START Data to use

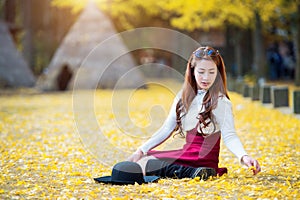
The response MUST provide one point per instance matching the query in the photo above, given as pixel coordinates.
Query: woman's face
(205, 73)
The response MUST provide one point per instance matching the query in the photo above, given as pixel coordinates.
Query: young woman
(202, 113)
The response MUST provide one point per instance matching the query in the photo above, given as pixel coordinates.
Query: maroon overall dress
(198, 151)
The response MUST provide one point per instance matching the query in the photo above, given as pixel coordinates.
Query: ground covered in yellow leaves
(46, 154)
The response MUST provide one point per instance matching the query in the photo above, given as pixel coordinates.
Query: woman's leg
(143, 161)
(164, 169)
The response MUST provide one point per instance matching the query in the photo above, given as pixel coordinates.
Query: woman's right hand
(136, 156)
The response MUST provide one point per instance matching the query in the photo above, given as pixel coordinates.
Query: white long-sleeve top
(223, 119)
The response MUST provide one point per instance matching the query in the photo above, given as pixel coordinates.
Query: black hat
(126, 173)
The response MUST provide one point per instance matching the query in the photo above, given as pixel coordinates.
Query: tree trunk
(238, 52)
(296, 33)
(259, 58)
(27, 39)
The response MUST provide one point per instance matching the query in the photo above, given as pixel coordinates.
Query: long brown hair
(189, 90)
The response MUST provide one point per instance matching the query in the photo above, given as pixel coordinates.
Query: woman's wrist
(242, 158)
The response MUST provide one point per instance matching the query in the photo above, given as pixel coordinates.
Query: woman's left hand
(252, 163)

END Data to use

■ **Your objective**:
Your reply should restate every entry exactly, with the pictures left out.

■ **Completed task**:
The response MUST provide one point per instance matching the query in the photo above, given as pixel coordinates.
Query: woman's face
(205, 73)
The response MUST provide one point per instance matching the query in the photo above, given as pixel coordinates.
Query: young woman
(202, 113)
The response MUST provide one point per instance matching the query in the photo above, given as pixel coordinates.
Query: maroon overall dress
(198, 151)
The response MUST provide one point per instance matching the query in the photo above, given as pixel coordinates.
Query: ground covered in yellow leaves
(46, 154)
The response MUST provide one point per instance matching the query in the photo above, given as pixel coordinates.
Query: woman's leg
(143, 161)
(164, 169)
The response MUST provide one point per instance matching the query in the photo above, given as pixel coordinates.
Query: woman's right hand
(136, 156)
The response MUST provide one point per instance matching the query in the photo above, given as pixel coordinates.
Query: white long-sleeve top
(223, 119)
The response MUST provide one point per instance matching the query in the photo above, given as pixel coordinates.
Query: black hat
(126, 173)
The response MUST provide one point per instance matching the query in the photo above, given as pixel coordinates.
Query: tree trunk
(238, 52)
(296, 33)
(259, 58)
(27, 39)
The response MUST provide one point per instance matching the query in the photo above, given as pixel coordinates.
Query: long brown hair
(189, 90)
The response MUST provide one point per instance matching the query in the photo above, given as pixel coordinates.
Query: woman's wrist
(242, 158)
The response MUST provide one point per instance matching the query in the photo above, given as pixel coordinates.
Query: woman's left hand
(252, 163)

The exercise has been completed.